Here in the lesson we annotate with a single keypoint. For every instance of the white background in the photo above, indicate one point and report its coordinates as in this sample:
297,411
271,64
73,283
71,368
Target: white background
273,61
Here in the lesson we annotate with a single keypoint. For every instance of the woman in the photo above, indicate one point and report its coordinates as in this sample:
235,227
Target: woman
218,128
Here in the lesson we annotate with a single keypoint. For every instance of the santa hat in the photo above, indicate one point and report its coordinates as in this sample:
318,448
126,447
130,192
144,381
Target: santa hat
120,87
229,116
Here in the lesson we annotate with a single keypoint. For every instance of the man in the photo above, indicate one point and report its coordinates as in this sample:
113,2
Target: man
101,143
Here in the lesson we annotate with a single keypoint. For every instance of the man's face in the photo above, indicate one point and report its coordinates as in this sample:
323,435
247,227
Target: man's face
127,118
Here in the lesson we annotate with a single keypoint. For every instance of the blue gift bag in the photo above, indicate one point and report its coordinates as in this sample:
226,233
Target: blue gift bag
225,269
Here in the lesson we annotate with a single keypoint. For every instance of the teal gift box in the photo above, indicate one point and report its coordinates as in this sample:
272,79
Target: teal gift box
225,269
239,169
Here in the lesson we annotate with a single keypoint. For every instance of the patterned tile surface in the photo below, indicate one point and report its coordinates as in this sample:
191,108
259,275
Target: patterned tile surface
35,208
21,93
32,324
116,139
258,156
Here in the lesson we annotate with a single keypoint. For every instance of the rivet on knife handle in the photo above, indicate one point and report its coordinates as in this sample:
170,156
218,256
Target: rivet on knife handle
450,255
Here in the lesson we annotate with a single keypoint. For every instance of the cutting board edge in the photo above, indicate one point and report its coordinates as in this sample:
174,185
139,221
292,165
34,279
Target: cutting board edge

----------------------------------------

▸ WHAT TO PRODUCE:
Exactly and only the lines from the line containing "of the rivet" through the last line of the entries should be copied, both ends included.

▸ FULL OUTPUT:
Here in the lesson we annotate with a single keypoint. For every instance of the rivet on knife handle in the photo above, indicate one point and report its coordinates as in this sample:
170,156
218,256
Target: rivet on knife handle
450,255
Here in the lesson we annotate with a single keypoint. For every instance of the cutting board edge in the photo above, indicate one point and report its coordinates as in this sample:
174,185
139,221
292,165
34,279
Target: cutting board edge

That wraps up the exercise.